§ **TASK STATEMENT**
All records below must be retyped exactly.
'''
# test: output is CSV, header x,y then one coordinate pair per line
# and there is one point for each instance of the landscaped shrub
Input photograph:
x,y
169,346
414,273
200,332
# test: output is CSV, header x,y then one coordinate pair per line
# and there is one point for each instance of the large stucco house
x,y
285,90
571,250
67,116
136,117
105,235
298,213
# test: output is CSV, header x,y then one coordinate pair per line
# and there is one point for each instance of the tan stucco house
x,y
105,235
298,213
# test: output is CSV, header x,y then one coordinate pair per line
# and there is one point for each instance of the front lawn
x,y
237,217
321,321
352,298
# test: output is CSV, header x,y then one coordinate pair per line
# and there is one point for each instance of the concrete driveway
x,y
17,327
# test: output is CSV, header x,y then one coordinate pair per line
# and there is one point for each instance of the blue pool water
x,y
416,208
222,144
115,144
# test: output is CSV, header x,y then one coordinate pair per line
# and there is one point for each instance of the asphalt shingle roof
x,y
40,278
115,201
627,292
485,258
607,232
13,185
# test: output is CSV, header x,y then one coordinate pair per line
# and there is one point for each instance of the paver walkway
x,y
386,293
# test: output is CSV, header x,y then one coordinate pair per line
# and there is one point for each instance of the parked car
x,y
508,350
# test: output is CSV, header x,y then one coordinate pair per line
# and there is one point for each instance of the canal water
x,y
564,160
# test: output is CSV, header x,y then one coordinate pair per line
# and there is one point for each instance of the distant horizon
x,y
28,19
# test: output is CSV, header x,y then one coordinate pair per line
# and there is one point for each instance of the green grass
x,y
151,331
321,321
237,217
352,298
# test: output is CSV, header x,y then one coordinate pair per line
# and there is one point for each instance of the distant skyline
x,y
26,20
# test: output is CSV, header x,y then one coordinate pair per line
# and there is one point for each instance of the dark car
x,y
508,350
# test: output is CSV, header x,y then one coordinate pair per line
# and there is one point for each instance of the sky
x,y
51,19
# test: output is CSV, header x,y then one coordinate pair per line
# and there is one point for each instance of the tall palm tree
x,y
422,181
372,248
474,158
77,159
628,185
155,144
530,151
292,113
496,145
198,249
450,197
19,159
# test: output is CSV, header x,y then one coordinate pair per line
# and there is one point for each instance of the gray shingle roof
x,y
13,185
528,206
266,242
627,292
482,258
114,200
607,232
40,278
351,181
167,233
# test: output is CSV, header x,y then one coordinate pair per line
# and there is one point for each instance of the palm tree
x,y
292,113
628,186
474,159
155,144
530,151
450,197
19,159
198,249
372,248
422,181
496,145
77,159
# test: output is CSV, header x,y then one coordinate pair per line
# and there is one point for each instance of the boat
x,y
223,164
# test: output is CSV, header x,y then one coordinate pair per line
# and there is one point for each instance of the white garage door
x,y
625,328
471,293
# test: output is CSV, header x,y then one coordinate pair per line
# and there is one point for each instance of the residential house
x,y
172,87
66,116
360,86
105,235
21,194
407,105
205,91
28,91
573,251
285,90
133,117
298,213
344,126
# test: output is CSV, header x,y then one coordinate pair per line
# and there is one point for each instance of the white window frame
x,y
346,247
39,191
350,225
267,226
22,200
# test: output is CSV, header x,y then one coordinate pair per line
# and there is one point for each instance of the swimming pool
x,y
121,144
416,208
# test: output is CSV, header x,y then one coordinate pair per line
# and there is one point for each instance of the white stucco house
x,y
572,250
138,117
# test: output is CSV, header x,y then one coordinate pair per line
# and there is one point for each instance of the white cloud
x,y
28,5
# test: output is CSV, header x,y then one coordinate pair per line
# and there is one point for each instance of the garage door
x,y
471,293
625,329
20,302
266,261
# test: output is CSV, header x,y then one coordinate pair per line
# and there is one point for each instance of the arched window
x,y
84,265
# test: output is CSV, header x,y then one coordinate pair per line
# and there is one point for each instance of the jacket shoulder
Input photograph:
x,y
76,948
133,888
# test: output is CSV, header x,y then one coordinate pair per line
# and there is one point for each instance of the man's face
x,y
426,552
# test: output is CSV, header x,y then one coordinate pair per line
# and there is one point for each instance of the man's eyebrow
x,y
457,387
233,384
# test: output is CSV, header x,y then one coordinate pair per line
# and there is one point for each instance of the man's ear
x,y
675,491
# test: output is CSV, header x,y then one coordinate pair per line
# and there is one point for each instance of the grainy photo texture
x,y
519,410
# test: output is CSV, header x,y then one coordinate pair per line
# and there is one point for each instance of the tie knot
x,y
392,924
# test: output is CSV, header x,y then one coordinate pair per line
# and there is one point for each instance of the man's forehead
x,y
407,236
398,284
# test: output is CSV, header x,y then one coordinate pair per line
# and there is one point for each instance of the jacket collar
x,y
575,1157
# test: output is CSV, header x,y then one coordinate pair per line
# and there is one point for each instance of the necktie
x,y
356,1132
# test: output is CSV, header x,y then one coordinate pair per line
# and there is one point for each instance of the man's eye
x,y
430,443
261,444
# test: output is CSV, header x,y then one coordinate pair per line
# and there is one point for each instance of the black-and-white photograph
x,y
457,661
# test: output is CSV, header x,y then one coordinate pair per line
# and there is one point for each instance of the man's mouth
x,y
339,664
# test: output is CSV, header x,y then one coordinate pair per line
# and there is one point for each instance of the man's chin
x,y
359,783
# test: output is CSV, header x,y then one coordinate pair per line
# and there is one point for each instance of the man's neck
'''
§ **CORRECT OUTPUT**
# test: output is CSV, header x,y then one coordinate pair per line
# and there is one point for each instance of the landscaped shrub
Input photograph:
x,y
169,346
414,273
200,332
# test: output is CSV, header x,y then one coordinate pair per line
# and there is one point for each instance of the large stucco house
x,y
285,90
571,250
67,116
136,117
105,235
298,213
# test: output is CSV, header x,y then one coordinate pair per line
# and there is one point for each instance of the tan stucco house
x,y
105,235
298,213
# test: output is CSV, header x,y then one coordinate pair per line
# and there is one point for each instance of the front lawn
x,y
237,217
321,321
352,298
# test: output is CSV, header x,y then one coordinate pair per line
# and there is one point for each instance of the concrete driveway
x,y
17,327
# test: output is CSV, header x,y then one coordinate pair per line
# and there is one point for each instance of the blue pool water
x,y
416,208
222,144
115,144
# test: output is CSV, header x,y then one coordinate pair per line
# and there is one point for each instance of the asphalt shingle roof
x,y
40,278
115,201
627,292
485,258
607,232
13,185
# test: output is CSV, header x,y then one coordinate pair per line
# and there is one point for each instance of the paver walkway
x,y
386,293
# test: output is CSV, header x,y then one coordinate pair per line
# and there is one point for each instance of the parked car
x,y
508,350
# test: output is CSV, header x,y then one coordinate pair per line
# and there is one point for each instance of the canal water
x,y
564,160
# test: output is CSV, header x,y then one coordinate pair per line
# and there is one point for each instance of the distant horizon
x,y
28,19
# test: output is CSV, header x,y then one coordinate pair per line
# and there is one point for each instance of the green grass
x,y
151,331
321,321
237,217
352,298
# test: output is CSV, header x,y then one coordinate pair per line
# and there is one point for each instance of the distant skyline
x,y
26,20
# test: output is CSV, header x,y then one coordinate pair per line
# and there is one point for each instance of the dark car
x,y
508,350
# test: output is CSV, header x,y then one coordinate pair per line
# and there is one point for each instance of the sky
x,y
51,19
# test: output is CSV, header x,y then one coordinate pair per line
# and there is one point for each instance of the tall palm tree
x,y
422,181
372,248
474,158
77,159
628,185
155,144
530,151
292,113
496,145
198,249
450,197
19,159
# test: output is CSV, header x,y then one coordinate pair per line
# and there is one point for each instance of the gray shingle roof
x,y
13,185
528,206
266,242
627,292
482,258
114,200
607,232
40,278
351,181
167,233
# test: output is CSV, header x,y then one coordinate pair per line
# and there is one point for each instance of the palm tree
x,y
292,113
628,186
474,159
155,144
530,151
450,197
19,159
198,249
372,248
422,181
496,145
77,159
# test: output is CSV, header x,y then one coordinate pair per line
# and there is one point for each instance of the boat
x,y
223,164
# test: output is CSV, header x,y then one coordinate pair per line
# and there is one point for each instance of the white garage door
x,y
625,328
471,293
# test: output is CSV, header x,y then one coordinate pair per line
# and there is one point for each instance of the residential house
x,y
172,87
66,116
360,86
105,235
21,194
407,105
205,91
28,91
573,251
285,90
133,117
298,213
344,126
# test: output is CSV, header x,y then one coordinate pair per line
# and there is one point for each instance of the white window frame
x,y
346,247
39,191
350,225
267,226
22,200
# test: output is CSV, header x,y then one coordinate pair per line
# and there is one point for each instance of the swimming pool
x,y
121,144
416,208
# test: output is CSV, header x,y then one coordinate pair per line
# and there is one point for each instance of the white stucco house
x,y
572,250
138,117
# test: output is CSV, header x,y then one coordinate pair per line
# and there is one point for each instance of the white cloud
x,y
28,5
# test: output is CSV, header x,y then one coordinate pair per line
# and there is one point for each instance of the garage door
x,y
471,293
625,329
20,302
266,261
# test: output is CSV, header x,y then one coordinate pair per line
# and there is one point for each instance of the arched window
x,y
84,265
# test: output is CSV, header x,y then one coordinate pair per line
# and there is one point for each instance of the jacket shoulder
Input photograph:
x,y
76,948
133,888
# test: output is CSV, header x,y then one coordinate pair per line
# and there is one point for each instance of the man's face
x,y
426,552
# test: output is CSV, header x,y then one coordinate pair per line
# and there is one point for each instance of the man's eyebrow
x,y
457,387
233,384
# test: output is CSV, header x,y then one coordinate pair per line
# and there is one point for each instance of the man's ear
x,y
675,491
# test: output is CSV, header x,y then one coordinate pair per line
# and there is one point for each instance of the grainy photo texture
x,y
519,410
# test: output is CSV, header x,y then one coordinate pair per line
# and there is one point for each instance of the tie knot
x,y
392,924
# test: output is CSV, header x,y then one coordinate pair per line
# and there is one point for each instance of the man's forehead
x,y
407,236
398,284
# test: output is CSV, header x,y then one coordinate pair per line
# and there is one point for each instance of the jacket collar
x,y
575,1157
# test: output is CSV, header x,y then one coordinate pair per line
# and there is one point for each instance of the necktie
x,y
356,1132
# test: output is CSV, header x,y then one coordinate pair per line
# and there is one point for each instance of the man's eye
x,y
430,443
261,444
# test: output is CSV, header x,y then one coordinate pair per line
# and there is one point for each instance of the black-and-white photograph
x,y
457,661
# test: output is CSV, header x,y then one coordinate pair per line
# and there is one point for each instance of the man's mouth
x,y
339,664
# test: output is CSV, header x,y then one coordinate pair per line
# and there is one point for each instance of the man's chin
x,y
359,783
# test: output is CSV, header x,y then one coordinate pair per line
# and there is one point for each instance of the man's neck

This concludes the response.